- **Task description**:
Reproduce the material word for word, starting at its first line and ending after the line that contains "positive clicks: (285, 140) (426, 4)".

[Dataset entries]
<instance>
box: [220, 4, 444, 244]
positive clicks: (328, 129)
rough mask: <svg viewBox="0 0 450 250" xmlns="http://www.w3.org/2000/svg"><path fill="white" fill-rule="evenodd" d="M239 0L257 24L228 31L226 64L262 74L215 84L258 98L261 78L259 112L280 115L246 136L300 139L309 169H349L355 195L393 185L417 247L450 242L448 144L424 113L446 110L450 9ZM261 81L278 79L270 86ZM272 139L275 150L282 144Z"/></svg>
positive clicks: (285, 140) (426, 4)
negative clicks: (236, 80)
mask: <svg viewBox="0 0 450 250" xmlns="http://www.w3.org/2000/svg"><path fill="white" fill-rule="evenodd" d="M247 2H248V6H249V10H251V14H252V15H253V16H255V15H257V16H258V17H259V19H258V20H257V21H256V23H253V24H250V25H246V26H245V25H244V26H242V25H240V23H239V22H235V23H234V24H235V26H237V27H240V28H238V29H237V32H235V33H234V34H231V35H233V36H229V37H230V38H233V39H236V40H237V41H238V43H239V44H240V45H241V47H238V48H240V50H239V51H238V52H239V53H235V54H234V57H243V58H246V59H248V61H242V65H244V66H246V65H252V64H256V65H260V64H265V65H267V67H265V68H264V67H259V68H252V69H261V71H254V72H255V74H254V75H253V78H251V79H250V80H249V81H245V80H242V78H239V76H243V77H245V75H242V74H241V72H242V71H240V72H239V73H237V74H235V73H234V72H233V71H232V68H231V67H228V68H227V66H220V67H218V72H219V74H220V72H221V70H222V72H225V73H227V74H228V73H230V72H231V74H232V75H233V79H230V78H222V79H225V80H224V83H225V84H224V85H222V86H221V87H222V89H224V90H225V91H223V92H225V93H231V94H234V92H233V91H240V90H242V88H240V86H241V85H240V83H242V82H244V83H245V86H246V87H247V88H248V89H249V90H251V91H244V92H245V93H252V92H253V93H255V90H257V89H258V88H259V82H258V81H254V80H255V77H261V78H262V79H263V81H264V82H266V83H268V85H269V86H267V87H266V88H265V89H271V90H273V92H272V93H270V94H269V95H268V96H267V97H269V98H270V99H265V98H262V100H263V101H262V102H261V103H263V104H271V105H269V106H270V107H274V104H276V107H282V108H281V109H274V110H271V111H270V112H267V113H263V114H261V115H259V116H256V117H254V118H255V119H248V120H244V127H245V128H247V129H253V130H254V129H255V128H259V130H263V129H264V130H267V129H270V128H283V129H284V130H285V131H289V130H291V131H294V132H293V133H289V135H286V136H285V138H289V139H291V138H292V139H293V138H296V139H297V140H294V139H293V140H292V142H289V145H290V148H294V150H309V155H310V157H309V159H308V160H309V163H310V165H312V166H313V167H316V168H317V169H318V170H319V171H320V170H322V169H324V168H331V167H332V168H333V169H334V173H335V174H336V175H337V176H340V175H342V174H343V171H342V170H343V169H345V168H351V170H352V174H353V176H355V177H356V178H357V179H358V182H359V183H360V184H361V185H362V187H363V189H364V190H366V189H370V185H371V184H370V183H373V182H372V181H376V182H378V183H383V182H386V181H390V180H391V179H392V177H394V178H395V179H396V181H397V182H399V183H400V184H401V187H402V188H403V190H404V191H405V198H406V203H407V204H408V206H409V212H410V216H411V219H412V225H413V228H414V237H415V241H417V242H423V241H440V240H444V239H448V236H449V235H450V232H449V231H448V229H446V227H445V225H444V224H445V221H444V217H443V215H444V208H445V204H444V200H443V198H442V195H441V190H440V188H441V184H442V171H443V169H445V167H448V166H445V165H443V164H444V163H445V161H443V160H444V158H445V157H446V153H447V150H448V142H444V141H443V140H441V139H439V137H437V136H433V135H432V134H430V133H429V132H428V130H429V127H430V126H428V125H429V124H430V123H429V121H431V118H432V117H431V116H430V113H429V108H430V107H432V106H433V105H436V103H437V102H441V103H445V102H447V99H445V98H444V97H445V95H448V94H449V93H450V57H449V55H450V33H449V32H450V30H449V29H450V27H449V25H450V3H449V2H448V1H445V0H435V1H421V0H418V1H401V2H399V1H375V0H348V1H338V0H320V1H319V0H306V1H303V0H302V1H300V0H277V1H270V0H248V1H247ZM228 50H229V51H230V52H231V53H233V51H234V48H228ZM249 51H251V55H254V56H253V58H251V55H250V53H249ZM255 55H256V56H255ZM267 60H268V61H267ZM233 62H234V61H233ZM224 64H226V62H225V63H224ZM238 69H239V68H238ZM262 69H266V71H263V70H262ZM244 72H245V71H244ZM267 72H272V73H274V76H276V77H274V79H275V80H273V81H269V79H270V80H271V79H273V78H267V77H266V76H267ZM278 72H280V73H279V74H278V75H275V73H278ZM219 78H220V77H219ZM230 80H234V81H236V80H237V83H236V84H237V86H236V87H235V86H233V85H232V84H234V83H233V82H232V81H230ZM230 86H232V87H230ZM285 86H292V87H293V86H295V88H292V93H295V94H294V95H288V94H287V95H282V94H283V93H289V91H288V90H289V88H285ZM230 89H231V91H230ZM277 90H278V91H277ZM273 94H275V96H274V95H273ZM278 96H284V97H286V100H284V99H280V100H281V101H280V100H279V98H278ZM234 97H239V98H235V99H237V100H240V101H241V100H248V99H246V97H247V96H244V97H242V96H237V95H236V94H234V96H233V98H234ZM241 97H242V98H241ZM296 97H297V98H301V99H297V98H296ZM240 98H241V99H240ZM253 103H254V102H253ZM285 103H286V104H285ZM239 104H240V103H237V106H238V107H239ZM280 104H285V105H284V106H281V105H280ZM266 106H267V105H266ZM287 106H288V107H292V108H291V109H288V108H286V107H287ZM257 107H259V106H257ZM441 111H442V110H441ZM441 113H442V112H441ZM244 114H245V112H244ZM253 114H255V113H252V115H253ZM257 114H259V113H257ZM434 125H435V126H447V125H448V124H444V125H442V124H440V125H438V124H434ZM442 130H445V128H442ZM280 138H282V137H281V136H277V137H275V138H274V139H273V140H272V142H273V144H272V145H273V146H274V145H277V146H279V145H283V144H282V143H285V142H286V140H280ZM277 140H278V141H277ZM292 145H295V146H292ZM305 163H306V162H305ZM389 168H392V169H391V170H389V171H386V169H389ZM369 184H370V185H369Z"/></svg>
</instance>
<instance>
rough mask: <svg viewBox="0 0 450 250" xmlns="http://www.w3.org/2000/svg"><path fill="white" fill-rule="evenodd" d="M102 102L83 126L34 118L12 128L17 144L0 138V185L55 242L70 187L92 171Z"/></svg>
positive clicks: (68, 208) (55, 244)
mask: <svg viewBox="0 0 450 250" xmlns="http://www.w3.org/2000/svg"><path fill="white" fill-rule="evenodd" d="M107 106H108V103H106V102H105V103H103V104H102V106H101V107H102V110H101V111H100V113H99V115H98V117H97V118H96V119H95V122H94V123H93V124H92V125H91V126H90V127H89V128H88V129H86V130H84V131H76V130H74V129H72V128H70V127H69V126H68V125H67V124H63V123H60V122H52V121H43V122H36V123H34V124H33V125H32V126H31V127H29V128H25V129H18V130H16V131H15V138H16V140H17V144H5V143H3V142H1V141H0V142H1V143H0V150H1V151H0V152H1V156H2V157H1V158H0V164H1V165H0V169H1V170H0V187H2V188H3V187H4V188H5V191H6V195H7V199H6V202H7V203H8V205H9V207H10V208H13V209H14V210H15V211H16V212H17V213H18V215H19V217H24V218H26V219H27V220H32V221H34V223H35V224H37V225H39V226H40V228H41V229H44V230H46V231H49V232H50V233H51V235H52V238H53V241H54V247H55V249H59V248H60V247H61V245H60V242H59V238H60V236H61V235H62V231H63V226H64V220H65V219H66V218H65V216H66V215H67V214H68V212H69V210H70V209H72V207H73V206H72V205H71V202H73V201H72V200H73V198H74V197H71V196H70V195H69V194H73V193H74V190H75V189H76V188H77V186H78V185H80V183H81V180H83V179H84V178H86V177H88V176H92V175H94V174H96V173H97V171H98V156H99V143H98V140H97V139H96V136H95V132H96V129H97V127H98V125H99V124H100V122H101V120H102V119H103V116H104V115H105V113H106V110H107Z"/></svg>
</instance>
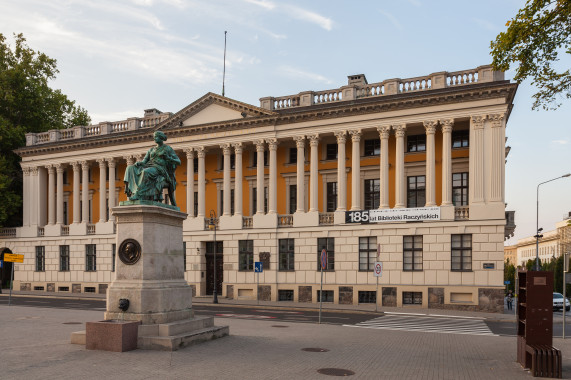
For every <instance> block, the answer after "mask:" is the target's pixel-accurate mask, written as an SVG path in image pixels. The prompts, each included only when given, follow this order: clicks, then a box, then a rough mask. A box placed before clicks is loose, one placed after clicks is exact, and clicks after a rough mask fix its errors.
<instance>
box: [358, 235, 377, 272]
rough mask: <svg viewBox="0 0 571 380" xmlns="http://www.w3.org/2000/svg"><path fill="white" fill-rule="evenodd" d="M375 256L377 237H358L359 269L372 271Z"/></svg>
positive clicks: (376, 256)
mask: <svg viewBox="0 0 571 380" xmlns="http://www.w3.org/2000/svg"><path fill="white" fill-rule="evenodd" d="M376 258H377V238H376V237H375V236H372V237H360V238H359V270H360V271H372V270H373V267H374V266H375V259H376Z"/></svg>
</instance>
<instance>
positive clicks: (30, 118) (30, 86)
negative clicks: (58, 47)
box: [0, 33, 91, 226]
mask: <svg viewBox="0 0 571 380" xmlns="http://www.w3.org/2000/svg"><path fill="white" fill-rule="evenodd" d="M14 40H15V45H14V48H13V49H12V48H11V47H10V45H9V44H8V42H7V41H6V37H4V35H2V34H1V33H0V226H17V225H21V220H22V214H21V203H22V199H21V194H22V172H21V169H20V167H19V162H20V158H19V157H18V155H16V154H15V153H14V152H13V151H14V150H15V149H17V148H19V147H22V146H24V145H25V141H26V140H25V134H26V133H28V132H35V133H38V132H45V131H48V130H50V129H62V128H69V127H72V126H74V125H88V124H89V122H90V121H91V119H90V118H89V115H88V114H87V111H86V110H85V109H83V108H81V107H79V106H76V105H75V102H74V101H72V100H69V99H68V98H67V96H66V95H64V94H62V92H61V91H60V90H54V89H52V88H51V87H50V86H49V81H51V80H53V79H55V77H56V74H57V73H58V72H59V71H58V69H57V66H56V60H55V59H52V58H49V57H48V56H47V55H45V54H44V53H40V52H39V51H34V50H32V49H31V48H30V47H28V45H27V43H26V39H25V38H24V36H23V35H22V34H17V35H16V34H15V35H14Z"/></svg>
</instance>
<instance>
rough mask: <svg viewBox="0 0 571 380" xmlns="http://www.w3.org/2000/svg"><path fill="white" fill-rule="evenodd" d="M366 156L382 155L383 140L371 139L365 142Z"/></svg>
mask: <svg viewBox="0 0 571 380" xmlns="http://www.w3.org/2000/svg"><path fill="white" fill-rule="evenodd" d="M364 145H365V152H364V153H365V154H364V156H378V155H380V154H381V140H379V139H371V140H365V144H364Z"/></svg>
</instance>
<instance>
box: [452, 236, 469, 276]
mask: <svg viewBox="0 0 571 380" xmlns="http://www.w3.org/2000/svg"><path fill="white" fill-rule="evenodd" d="M451 245H452V252H451V270H452V271H453V272H470V271H472V235H471V234H458V235H452V244H451Z"/></svg>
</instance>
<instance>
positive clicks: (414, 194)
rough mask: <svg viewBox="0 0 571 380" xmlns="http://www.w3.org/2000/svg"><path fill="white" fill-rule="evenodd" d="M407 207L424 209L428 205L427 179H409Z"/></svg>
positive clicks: (408, 179)
mask: <svg viewBox="0 0 571 380" xmlns="http://www.w3.org/2000/svg"><path fill="white" fill-rule="evenodd" d="M406 194H407V207H424V205H425V204H426V177H425V176H423V175H419V176H413V177H407V189H406Z"/></svg>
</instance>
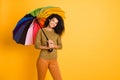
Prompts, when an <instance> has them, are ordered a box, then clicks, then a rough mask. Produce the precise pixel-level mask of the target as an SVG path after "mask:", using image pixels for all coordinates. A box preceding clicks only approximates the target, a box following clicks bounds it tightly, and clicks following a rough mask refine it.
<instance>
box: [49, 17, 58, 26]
mask: <svg viewBox="0 0 120 80" xmlns="http://www.w3.org/2000/svg"><path fill="white" fill-rule="evenodd" d="M57 24H58V19H57V18H55V17H53V18H52V19H50V20H49V27H50V28H54V27H56V26H57Z"/></svg>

- **Result below**:
<instance>
box: [220, 4, 444, 244]
positive clicks: (328, 129)
rough mask: <svg viewBox="0 0 450 250" xmlns="http://www.w3.org/2000/svg"><path fill="white" fill-rule="evenodd" d="M239 0L257 24L228 31L226 64L262 74L215 84L258 98L261 78L259 112L280 115L246 136L300 139L309 169H349L355 195L393 185L417 247L450 242L448 144L424 113L446 110L450 9ZM261 81L278 79L270 86ZM272 139L275 150L282 144Z"/></svg>
positive clicks: (285, 140) (426, 4)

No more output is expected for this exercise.